— Exercise —
Return every line of the items that contains the string "window", with case counting.

— Data to use —

--------------------------------

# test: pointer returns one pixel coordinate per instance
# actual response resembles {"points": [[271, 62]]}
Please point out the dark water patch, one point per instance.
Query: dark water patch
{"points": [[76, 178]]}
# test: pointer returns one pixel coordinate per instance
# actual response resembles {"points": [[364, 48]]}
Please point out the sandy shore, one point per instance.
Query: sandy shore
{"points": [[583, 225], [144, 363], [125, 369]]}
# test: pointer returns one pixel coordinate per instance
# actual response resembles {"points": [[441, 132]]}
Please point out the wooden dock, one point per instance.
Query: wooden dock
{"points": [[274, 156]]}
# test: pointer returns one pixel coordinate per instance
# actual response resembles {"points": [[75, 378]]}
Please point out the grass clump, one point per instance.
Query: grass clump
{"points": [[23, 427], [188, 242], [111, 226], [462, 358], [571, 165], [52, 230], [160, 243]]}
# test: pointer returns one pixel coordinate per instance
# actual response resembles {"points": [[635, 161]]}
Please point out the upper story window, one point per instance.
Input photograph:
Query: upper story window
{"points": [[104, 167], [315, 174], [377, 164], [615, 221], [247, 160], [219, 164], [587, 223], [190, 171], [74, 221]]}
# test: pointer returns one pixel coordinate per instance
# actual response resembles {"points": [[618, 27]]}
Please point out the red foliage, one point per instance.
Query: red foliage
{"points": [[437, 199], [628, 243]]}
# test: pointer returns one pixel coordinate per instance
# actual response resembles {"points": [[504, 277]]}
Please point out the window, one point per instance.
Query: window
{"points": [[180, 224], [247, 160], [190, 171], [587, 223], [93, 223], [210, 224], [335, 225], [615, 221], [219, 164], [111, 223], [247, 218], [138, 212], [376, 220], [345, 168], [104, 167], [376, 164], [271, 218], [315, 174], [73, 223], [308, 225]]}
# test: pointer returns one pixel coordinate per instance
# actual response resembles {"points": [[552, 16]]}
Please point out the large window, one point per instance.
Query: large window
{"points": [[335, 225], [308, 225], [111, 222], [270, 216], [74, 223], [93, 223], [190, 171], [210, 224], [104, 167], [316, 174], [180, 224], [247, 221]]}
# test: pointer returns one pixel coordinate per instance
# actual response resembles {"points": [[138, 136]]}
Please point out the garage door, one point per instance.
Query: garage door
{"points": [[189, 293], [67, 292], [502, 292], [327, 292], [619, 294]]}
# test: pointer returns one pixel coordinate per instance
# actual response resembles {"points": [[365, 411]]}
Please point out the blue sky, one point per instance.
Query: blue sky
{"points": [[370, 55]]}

--------------------------------

— The reply —
Please point out the upper story window, one point per instance.
Query: upper story window
Please point out the window, one point per instance.
Query: window
Please point out the large window, one point per instance.
Query: large window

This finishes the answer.